- **What is expected**
Reproduce the listing in full, pictures excluded.

▽

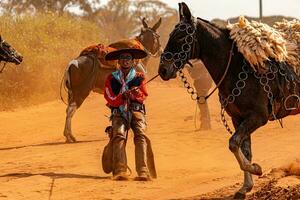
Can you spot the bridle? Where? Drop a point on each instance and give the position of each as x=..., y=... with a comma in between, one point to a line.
x=156, y=40
x=181, y=58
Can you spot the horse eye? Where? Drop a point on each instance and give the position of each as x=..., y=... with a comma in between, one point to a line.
x=182, y=27
x=167, y=56
x=186, y=47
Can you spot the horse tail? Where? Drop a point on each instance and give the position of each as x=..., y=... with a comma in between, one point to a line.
x=66, y=81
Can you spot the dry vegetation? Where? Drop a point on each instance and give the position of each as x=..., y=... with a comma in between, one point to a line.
x=47, y=42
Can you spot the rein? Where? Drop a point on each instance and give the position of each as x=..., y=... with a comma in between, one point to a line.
x=3, y=67
x=156, y=36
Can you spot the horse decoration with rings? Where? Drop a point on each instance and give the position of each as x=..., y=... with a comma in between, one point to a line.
x=250, y=98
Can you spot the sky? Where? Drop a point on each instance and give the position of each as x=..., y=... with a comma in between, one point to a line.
x=224, y=9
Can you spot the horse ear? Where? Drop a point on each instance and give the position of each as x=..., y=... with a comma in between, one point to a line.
x=158, y=23
x=185, y=12
x=180, y=12
x=144, y=23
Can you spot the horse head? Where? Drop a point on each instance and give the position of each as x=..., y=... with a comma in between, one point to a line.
x=8, y=53
x=150, y=38
x=181, y=45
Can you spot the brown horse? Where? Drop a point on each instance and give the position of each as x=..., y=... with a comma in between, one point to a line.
x=8, y=54
x=85, y=74
x=251, y=99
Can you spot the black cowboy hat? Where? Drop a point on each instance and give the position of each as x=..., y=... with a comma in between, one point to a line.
x=136, y=54
x=131, y=46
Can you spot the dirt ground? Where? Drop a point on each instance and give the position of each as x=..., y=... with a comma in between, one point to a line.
x=35, y=163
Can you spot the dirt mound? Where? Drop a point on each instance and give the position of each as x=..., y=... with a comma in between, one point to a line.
x=273, y=191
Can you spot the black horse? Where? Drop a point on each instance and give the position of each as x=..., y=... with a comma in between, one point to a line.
x=8, y=54
x=250, y=99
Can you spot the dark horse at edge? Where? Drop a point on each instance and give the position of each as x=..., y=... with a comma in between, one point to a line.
x=85, y=74
x=255, y=99
x=8, y=54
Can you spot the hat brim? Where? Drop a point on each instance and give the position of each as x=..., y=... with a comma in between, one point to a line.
x=136, y=54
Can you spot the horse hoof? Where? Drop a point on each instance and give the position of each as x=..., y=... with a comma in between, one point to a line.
x=70, y=139
x=239, y=195
x=257, y=169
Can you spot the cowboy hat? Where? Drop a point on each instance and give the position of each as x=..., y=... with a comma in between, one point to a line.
x=131, y=46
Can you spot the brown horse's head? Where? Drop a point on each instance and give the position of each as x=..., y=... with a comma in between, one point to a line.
x=150, y=38
x=8, y=53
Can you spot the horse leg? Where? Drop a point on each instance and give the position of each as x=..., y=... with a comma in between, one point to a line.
x=202, y=88
x=248, y=181
x=70, y=111
x=243, y=132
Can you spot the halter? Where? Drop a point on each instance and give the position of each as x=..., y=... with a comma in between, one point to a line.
x=185, y=54
x=156, y=39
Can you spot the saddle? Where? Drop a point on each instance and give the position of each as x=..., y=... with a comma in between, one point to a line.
x=107, y=155
x=100, y=50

△

- **Solution for this exercise**
Can you spot the bridle? Where? Drop a point on each instance and give the position of each as x=..., y=... with a comma in between, one point to a line.
x=156, y=40
x=181, y=58
Can you spot the horse eye? Where? Drop a point on each instance and give the position of each as x=..., y=... with a comma in between, one point to a line.
x=182, y=27
x=167, y=56
x=186, y=47
Can you spot the horse tail? Where? Drop a point on each instance and give the position of each as x=..., y=... with a comma in between, one point to a line.
x=66, y=81
Can you spot the dry vegetation? Where? Drop a point on each instance and give the position of each as x=..., y=... with a comma in between, one point to a line.
x=47, y=42
Can you spot the rein? Where? Drop a point on each instance and give the position of each as x=..., y=... with a comma in between, one point to a line.
x=3, y=67
x=156, y=36
Can you spot the horse decoration with rings? Where? Drop a point on each instance and give the position of each as x=..., y=... with a comma in between, one point to a line.
x=250, y=98
Can you spot the sky? Where? Drop a point on each instance and give the position of each as x=..., y=... with a comma in between, one point to a line.
x=224, y=9
Can you spot the horse ear? Where? Drop a point on each instance and give the position of each as x=..., y=... with a comma in between, one point to a line.
x=158, y=23
x=185, y=12
x=180, y=12
x=144, y=23
Can you spot the horse head? Where? Drop a point on each instance and give the position of each as x=..., y=... with a comma in between, one point to a line.
x=8, y=53
x=150, y=38
x=181, y=45
Can you spot the brown horse? Where? Drop a point on each instance and give the position of each as x=..., y=... with a comma in between, one point to a line.
x=8, y=54
x=85, y=74
x=251, y=99
Can you spot the black cowboy hat? Where? Drop a point on each instance and give the position of each as x=..., y=... with a comma in between, one point to a line.
x=136, y=54
x=131, y=46
Can you spot the dirt ground? Where? Drop a point on each instance and give the position of each as x=..., y=... with a comma in between, one point to a line.
x=35, y=163
Can you spot the dirt mound? Where? Drop a point on each instance and give the position of each as x=..., y=... with a comma in between, one point to a line.
x=273, y=191
Can you spot the black horse? Where? Drop a point on each instance and give the position of each as x=..., y=... with a comma in between, one point to a line.
x=8, y=54
x=250, y=99
Can you spot the dark horse at edge? Where? Drop a point on each instance and give the position of each as x=..., y=... with a comma in between, one point to a line.
x=85, y=74
x=255, y=99
x=8, y=54
Can you spot the hat brim? Where? Drop a point on each instance and give the position of each as x=..., y=... with a comma in between, one point to a line.
x=136, y=54
Can you spot the horse hoof? Where? Drop a point on each instance and give the position of each as x=..., y=... with a comma in between, one point to a line.
x=70, y=139
x=239, y=195
x=257, y=169
Can you spot the cowboy hat? Where? Drop a point on each instance and give the position of each as x=..., y=... with a comma in between, one point to a line.
x=131, y=46
Can you spot the brown horse's head? Where? Drop a point on each instance and give the position of each as x=..., y=... with a comma in between, one point to a line.
x=150, y=38
x=8, y=53
Can you spot the horse leg? Where? Drop a point on each instance and give the position of each as x=..., y=... with a comma in between, one point to a line.
x=202, y=88
x=248, y=181
x=70, y=111
x=243, y=132
Can you spot the halter? Where? Drop a point on each instance and give the position of each as x=..., y=... with a comma in between, one point to a line.
x=185, y=54
x=156, y=39
Can you spot the saddle? Where? Drop a point on each instance and give the position of each as x=..., y=... with a comma in between, one point to a line.
x=107, y=155
x=100, y=50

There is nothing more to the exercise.